_SELECTED EXCERPT_:
Baked Potato Omelette Boats | YumFoodUsa

Baked Potato Omelette Boats

Baked Potato Omelette Boats are a hearty and creative breakfast or brunch option, combining the comfort of baked potatoes with the savory satisfaction of a fluffy herb omelette. Each crispy potato shell is filled with a vibrant mix of eggs, vegetables, and cheese, then baked to golden perfection for a complete and satisfying meal served in its own edible dish.

Why You’ll Love This Recipe

This recipe offers a fun and practical way to repurpose baked potatoes into a flavorful, all-in-one breakfast. It’s easy to customize with different fillings, ideal for meal prepping, and perfect for brunch gatherings or busy weekday mornings. The crisp potato shell contrasts beautifully with the soft, flavorful egg filling, making it a visually appealing and nutritious choice.

_INFORMATION GIVEN_:
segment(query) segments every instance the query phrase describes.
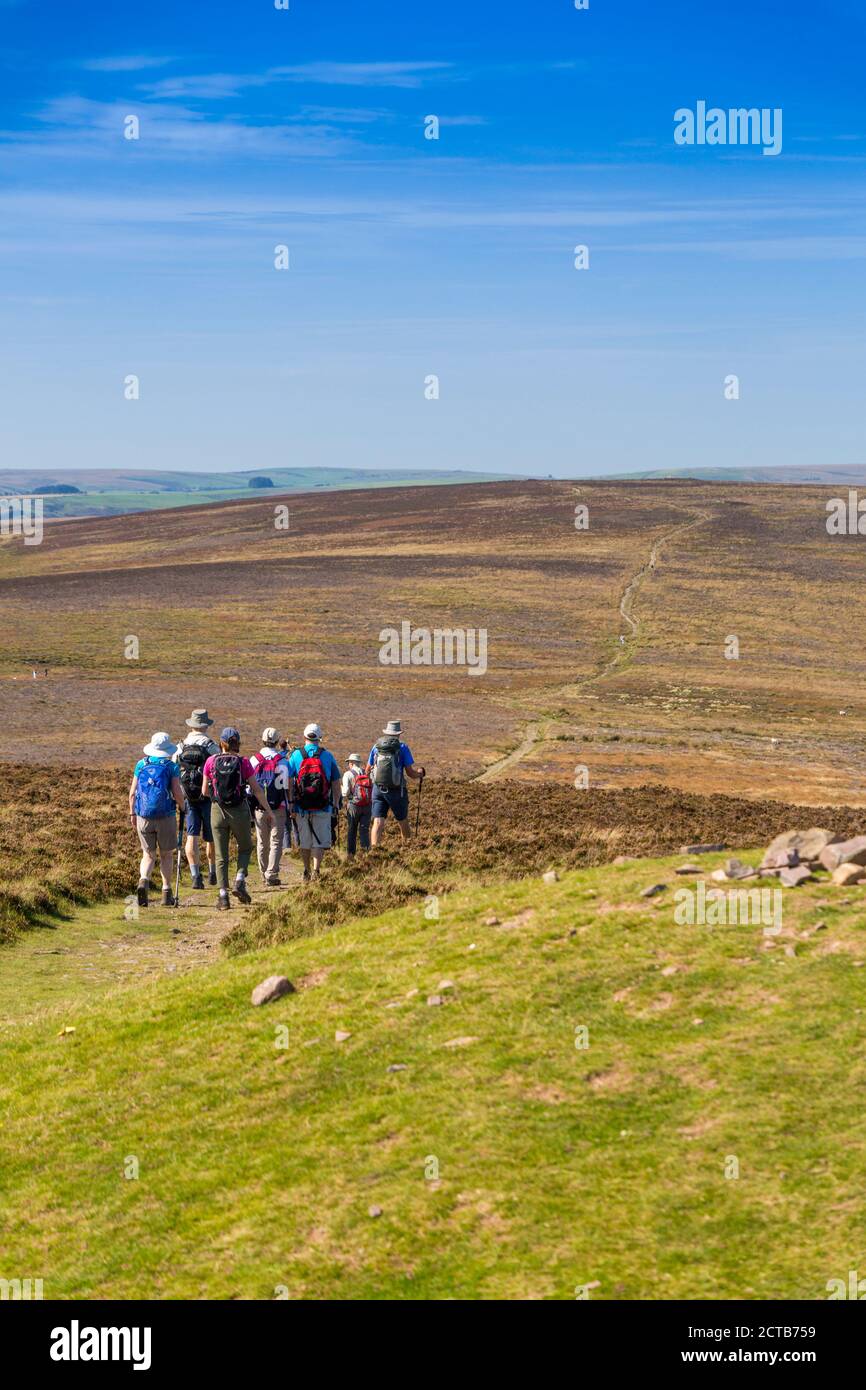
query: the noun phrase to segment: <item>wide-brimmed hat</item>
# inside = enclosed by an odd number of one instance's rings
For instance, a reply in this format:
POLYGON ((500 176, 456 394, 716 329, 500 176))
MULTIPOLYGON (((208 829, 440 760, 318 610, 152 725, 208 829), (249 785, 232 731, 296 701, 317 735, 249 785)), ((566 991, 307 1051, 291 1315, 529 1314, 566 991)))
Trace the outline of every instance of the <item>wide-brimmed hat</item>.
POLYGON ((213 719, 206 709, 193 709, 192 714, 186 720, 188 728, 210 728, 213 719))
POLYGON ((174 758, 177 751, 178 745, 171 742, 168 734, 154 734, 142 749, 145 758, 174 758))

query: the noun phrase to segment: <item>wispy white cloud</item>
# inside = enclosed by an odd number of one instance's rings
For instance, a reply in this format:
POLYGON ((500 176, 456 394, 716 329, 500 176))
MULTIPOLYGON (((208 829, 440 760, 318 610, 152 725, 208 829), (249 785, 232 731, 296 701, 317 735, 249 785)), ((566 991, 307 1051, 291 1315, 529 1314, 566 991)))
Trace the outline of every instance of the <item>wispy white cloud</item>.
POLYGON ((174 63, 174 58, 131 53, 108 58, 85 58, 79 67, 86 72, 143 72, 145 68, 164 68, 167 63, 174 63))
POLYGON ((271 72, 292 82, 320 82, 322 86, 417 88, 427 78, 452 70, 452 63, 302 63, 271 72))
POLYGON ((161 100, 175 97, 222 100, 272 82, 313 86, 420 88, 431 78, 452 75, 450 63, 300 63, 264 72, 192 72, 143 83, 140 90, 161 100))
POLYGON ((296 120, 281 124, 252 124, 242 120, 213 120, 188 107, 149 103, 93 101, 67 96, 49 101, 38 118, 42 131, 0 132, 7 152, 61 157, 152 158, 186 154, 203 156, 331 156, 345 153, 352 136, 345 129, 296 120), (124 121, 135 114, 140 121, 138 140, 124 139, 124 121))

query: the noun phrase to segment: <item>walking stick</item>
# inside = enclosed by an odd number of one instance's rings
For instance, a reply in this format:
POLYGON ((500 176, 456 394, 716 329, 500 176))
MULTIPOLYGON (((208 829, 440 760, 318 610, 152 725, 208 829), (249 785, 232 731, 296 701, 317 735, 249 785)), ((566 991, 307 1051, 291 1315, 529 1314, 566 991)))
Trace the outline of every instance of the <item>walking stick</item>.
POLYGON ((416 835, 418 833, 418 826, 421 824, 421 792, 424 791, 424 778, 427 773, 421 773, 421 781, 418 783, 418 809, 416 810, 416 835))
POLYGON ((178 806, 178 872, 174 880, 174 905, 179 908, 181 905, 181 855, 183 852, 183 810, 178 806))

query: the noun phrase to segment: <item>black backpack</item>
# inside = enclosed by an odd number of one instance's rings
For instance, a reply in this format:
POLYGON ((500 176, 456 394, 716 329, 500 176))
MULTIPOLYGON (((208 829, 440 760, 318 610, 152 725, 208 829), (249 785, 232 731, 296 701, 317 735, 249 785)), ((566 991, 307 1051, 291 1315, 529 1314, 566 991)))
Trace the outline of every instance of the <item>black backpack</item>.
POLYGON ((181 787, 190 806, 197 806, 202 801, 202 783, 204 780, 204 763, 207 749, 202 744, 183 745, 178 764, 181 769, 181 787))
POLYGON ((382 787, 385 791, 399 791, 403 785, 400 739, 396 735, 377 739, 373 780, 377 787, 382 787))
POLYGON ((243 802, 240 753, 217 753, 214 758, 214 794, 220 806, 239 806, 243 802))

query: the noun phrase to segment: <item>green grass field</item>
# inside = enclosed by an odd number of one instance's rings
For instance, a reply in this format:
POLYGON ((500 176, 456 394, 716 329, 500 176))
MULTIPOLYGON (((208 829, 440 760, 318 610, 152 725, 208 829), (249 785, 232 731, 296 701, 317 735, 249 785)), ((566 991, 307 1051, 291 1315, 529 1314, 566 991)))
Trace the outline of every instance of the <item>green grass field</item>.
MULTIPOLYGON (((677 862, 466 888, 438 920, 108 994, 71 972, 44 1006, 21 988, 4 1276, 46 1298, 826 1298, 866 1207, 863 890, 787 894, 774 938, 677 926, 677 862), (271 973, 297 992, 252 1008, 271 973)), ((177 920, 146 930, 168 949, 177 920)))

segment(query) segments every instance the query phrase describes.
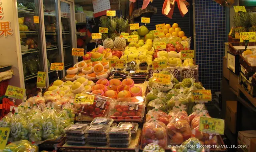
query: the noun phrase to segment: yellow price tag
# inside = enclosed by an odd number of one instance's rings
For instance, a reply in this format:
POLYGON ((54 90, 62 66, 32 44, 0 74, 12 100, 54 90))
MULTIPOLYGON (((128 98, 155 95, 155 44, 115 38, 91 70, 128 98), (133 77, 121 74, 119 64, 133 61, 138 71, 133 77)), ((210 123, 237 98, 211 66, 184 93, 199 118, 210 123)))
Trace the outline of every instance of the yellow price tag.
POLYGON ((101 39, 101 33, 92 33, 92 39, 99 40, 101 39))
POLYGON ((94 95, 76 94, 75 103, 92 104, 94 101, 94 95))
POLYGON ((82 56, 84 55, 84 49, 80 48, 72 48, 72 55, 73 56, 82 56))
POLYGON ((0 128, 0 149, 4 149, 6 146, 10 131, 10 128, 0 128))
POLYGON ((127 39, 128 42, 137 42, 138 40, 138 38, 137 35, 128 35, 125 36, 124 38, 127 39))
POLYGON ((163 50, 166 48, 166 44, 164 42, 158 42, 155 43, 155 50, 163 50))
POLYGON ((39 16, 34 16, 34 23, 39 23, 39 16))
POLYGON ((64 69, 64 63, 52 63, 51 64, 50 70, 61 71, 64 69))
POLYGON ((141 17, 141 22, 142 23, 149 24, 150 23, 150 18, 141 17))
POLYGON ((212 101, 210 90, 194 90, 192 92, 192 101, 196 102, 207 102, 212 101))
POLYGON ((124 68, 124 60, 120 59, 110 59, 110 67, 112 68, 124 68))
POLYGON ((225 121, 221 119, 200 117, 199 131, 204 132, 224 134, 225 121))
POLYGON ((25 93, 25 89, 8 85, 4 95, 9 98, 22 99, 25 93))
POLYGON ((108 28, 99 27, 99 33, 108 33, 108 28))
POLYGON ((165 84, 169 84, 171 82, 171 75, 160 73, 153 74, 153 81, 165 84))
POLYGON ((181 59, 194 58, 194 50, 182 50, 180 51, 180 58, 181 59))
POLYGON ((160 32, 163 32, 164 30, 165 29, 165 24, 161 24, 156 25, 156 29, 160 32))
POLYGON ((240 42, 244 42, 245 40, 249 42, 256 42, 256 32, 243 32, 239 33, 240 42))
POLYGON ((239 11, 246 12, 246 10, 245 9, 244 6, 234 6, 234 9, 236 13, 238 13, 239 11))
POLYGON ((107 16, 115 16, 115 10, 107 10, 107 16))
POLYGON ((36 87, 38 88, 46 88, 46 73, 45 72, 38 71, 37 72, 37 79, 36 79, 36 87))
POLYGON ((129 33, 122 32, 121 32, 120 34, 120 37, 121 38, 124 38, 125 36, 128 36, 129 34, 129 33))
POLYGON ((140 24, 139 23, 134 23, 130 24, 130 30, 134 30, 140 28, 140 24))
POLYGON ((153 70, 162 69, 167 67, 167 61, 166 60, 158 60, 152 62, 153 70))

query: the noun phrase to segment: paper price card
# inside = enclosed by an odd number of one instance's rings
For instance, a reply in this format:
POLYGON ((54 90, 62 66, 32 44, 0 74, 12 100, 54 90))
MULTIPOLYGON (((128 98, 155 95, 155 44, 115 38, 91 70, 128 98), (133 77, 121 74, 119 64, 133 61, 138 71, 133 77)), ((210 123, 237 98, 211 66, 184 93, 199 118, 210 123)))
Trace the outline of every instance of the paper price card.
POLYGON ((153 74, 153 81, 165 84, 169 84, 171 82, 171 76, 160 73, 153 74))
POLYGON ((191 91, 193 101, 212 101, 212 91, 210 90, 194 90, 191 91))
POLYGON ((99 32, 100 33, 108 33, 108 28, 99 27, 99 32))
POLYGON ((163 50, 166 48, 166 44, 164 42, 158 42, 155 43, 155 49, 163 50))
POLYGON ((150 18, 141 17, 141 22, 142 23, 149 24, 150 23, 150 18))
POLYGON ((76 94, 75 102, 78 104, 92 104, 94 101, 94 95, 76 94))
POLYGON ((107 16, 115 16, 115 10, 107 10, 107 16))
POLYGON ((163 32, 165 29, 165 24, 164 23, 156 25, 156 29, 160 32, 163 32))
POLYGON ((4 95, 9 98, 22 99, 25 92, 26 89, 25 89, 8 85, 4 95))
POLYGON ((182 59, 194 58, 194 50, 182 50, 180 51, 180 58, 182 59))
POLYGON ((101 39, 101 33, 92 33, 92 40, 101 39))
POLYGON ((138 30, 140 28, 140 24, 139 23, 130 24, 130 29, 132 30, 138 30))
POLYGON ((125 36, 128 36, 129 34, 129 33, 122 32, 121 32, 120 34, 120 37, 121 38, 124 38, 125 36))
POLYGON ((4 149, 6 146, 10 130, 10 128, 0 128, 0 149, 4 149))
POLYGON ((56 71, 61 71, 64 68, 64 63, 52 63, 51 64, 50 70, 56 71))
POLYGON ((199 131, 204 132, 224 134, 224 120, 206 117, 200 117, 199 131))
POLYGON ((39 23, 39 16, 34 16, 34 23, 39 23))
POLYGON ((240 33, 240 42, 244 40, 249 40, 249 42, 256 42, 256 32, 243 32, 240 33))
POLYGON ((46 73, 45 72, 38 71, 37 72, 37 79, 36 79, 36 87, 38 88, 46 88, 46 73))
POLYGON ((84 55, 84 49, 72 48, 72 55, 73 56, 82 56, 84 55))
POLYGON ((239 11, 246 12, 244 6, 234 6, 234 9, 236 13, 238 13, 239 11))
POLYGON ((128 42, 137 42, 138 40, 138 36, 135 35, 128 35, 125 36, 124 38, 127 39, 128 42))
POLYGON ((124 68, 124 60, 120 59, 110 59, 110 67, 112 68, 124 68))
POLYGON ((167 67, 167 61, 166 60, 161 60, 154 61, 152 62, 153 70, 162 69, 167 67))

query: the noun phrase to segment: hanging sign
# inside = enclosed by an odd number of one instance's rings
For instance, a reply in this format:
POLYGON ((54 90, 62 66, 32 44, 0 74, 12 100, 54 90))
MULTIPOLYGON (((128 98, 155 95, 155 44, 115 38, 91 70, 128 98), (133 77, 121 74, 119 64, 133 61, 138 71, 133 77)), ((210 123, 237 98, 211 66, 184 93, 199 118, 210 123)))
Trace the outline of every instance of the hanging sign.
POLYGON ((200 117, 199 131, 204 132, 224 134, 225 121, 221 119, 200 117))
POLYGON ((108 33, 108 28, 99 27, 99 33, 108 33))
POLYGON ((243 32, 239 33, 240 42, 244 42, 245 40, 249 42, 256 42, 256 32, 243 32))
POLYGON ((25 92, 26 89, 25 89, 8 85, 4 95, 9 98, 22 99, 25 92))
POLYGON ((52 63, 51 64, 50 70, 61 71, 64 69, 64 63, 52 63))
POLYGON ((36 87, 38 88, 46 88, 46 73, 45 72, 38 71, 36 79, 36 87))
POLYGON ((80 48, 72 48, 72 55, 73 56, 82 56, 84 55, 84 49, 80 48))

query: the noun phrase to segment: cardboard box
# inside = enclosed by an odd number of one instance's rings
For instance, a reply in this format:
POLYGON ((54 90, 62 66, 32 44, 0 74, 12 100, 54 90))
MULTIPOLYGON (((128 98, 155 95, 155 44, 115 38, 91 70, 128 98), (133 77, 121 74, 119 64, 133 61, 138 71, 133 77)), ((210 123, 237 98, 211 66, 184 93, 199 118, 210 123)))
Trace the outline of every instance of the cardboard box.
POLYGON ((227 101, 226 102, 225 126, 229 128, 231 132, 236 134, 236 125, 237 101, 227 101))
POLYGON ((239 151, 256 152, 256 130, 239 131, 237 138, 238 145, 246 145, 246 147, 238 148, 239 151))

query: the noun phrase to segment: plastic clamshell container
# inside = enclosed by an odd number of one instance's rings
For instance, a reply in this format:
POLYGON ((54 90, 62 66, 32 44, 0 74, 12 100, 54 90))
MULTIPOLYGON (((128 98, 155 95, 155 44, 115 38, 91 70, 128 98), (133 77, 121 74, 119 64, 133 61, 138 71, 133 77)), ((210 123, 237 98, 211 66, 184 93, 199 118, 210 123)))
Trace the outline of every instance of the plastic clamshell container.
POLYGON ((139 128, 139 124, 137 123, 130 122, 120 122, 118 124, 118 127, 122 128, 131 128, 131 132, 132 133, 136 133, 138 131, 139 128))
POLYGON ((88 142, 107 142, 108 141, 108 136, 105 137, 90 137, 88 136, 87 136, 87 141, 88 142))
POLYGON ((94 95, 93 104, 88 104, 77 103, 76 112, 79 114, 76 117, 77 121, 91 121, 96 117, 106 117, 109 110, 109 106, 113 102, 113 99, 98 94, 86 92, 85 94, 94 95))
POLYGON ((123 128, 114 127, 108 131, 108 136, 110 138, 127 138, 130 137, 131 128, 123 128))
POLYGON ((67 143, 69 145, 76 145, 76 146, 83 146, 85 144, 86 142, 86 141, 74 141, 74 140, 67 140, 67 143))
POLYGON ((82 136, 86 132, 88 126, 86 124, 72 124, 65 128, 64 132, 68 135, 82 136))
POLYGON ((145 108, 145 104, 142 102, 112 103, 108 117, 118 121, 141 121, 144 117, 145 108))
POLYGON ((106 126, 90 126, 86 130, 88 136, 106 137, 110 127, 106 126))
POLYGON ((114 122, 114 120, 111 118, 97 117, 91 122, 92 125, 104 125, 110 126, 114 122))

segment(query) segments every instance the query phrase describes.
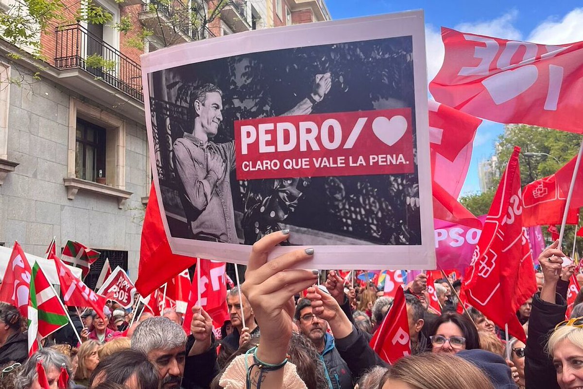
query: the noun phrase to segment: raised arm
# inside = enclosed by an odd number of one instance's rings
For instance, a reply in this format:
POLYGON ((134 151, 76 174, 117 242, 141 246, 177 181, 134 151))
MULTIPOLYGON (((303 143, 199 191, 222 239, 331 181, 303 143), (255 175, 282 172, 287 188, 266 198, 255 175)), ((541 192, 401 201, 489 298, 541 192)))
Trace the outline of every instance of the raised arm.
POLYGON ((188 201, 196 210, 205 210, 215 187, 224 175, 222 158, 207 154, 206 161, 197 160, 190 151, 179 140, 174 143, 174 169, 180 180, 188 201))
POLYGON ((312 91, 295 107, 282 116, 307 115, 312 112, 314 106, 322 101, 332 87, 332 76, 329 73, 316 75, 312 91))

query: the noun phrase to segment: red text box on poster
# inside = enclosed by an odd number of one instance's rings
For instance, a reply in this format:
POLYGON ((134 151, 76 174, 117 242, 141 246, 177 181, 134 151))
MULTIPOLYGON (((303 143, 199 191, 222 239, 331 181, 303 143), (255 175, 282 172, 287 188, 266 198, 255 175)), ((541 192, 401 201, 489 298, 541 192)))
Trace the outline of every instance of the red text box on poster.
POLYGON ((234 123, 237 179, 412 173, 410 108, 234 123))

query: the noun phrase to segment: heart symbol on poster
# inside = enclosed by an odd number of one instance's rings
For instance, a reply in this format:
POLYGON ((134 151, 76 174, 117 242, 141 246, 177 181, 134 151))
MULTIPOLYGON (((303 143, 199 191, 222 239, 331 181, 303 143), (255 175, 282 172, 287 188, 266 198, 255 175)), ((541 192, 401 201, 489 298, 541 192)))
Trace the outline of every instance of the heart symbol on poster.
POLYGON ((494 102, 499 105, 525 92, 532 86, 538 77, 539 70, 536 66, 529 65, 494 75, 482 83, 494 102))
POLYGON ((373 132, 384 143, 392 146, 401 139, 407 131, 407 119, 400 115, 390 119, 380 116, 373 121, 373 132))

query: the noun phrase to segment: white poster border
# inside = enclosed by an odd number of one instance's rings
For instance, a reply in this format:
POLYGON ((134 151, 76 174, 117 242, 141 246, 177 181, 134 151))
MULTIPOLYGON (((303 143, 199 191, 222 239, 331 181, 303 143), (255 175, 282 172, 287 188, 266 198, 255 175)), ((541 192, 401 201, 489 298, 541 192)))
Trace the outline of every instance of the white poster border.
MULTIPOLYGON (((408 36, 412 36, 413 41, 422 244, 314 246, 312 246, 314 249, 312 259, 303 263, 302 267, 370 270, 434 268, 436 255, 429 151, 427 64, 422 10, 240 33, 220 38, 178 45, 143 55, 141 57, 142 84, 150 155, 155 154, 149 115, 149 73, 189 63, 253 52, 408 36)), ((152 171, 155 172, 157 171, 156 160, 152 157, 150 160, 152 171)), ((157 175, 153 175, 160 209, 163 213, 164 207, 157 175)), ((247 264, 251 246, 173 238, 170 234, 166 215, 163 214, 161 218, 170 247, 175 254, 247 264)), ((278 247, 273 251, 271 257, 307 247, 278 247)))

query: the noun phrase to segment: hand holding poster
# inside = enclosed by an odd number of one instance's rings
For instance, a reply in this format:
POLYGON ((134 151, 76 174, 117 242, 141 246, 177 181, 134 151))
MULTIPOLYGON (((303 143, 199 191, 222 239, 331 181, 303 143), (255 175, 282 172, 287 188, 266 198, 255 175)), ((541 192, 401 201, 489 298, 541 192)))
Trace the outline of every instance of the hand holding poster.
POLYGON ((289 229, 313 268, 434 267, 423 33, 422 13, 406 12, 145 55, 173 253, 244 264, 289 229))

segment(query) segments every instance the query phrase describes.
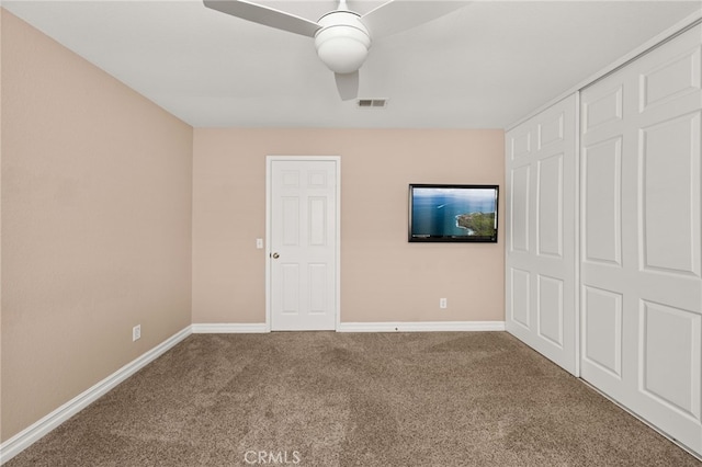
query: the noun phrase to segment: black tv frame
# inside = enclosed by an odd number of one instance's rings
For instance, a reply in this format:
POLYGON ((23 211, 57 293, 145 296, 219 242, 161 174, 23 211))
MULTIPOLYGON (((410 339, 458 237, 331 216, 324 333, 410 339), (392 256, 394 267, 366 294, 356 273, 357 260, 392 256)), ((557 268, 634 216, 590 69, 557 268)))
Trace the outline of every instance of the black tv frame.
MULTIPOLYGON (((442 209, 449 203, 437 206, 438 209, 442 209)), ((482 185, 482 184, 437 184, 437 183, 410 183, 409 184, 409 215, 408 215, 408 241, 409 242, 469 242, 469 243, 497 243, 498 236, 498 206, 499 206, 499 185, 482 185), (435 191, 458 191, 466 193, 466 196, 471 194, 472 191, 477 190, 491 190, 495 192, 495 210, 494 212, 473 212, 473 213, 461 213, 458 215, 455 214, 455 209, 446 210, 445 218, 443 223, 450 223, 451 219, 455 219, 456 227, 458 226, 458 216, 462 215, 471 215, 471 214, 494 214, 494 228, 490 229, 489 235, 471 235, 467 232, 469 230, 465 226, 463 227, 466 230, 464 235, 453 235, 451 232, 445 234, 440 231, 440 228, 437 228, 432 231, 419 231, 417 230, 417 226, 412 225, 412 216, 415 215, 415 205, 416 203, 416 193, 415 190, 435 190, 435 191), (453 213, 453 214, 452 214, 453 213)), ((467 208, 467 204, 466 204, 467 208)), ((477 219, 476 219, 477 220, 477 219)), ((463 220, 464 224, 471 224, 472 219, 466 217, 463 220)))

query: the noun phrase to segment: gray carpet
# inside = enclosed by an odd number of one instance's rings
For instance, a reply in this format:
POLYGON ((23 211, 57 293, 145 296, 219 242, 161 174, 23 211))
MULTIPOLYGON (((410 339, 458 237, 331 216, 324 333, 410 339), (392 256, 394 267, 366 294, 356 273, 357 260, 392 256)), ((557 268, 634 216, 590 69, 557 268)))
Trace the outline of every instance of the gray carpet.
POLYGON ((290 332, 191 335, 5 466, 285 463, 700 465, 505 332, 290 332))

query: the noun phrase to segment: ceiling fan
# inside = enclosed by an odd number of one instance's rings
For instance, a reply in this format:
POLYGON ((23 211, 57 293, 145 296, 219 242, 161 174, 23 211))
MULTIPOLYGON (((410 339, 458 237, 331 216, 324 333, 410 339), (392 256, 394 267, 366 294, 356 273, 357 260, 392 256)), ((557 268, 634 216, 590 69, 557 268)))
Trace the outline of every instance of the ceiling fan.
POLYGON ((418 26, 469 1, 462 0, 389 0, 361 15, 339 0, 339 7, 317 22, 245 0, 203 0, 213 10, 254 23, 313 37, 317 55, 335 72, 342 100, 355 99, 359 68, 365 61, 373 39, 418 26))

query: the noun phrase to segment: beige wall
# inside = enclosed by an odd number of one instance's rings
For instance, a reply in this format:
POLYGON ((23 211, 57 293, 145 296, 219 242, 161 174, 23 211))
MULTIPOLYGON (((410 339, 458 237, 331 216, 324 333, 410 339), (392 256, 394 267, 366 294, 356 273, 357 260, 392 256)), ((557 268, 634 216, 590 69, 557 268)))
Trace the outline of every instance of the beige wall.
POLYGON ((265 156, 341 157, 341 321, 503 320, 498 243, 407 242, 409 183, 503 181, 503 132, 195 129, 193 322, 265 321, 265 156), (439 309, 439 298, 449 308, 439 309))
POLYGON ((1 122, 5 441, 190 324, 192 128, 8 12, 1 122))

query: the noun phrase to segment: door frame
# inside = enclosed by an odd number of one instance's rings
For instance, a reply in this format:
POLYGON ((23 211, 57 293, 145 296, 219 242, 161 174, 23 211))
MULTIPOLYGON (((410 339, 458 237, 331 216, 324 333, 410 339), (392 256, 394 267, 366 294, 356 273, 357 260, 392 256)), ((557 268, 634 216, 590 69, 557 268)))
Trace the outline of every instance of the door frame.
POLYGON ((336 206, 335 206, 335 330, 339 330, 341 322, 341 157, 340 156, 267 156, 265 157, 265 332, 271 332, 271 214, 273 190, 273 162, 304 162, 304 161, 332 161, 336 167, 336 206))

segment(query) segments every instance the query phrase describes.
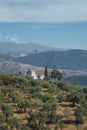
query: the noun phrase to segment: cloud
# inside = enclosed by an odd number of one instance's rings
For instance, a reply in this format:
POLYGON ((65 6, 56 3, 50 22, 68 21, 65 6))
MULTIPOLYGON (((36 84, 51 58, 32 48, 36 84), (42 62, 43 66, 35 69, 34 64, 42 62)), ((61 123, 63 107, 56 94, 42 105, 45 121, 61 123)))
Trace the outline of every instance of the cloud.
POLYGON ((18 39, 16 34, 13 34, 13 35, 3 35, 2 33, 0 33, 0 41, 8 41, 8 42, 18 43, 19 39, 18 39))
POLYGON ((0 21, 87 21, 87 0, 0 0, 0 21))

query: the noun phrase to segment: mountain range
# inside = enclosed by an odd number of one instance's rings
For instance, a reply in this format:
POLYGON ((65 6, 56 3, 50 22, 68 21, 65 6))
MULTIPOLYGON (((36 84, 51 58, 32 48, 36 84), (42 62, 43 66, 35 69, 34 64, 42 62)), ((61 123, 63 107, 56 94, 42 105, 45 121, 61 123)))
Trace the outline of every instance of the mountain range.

_REQUEST 1_:
Do the following statements agree with the potato omelette boats recipe? (a) The potato shells are filled with eggs, vegetables, and cheese. (b) The filled shells are fried until golden. (c) The recipe is described as unsuitable for meal prepping. For each, answer yes or no and quote the deciding words of the text.
_REQUEST 2_:
Will you extend the potato omelette boats recipe, picking up right after its last sentence?

_RESULT 1_:
(a) Yes: "filled with a vibrant mix of eggs, vegetables, and cheese"
(b) No: "then baked to golden perfection"
(c) No: "ideal for meal prepping"

_RESULT 2_:
ingredients

(Tip: You can find the complete list of ingredients and their measurements in the recipe card below.)

  • 6 large baking potatoes
  • 6 eggs
  • 1/4 cup milk
  • 1/4 cup red onion, finely diced
  • 1/4 cup bell pepper, finely diced
  • 1/4 cup shredded cheese (cheddar or mozzarella)
  • 2 tbsp chopped fresh parsley or chives
  • Salt and pepper to taste
  • Olive oil for brushing

directions

  1. Preheat oven to 375°F (190°C).
  2. Bake the potatoes directly on the oven rack or on a baking sheet until fork-tender, about 45–50 minutes. Remove and let them cool slightly.
  3. Slice off the top of each potato lengthwise. Scoop out the insides carefully, leaving a thick enough wall to maintain the shell’s structure.
  4. In a mixing bowl, whisk together eggs, milk, red onion, bell pepper, cheese, chopped herbs, salt, and pepper.
  5. Fill each potato shell generously with the omelette mixture.
  6. Place the filled shells on a parchment-lined baking sheet. Lightly brush the outsides of the potatoes with olive oil.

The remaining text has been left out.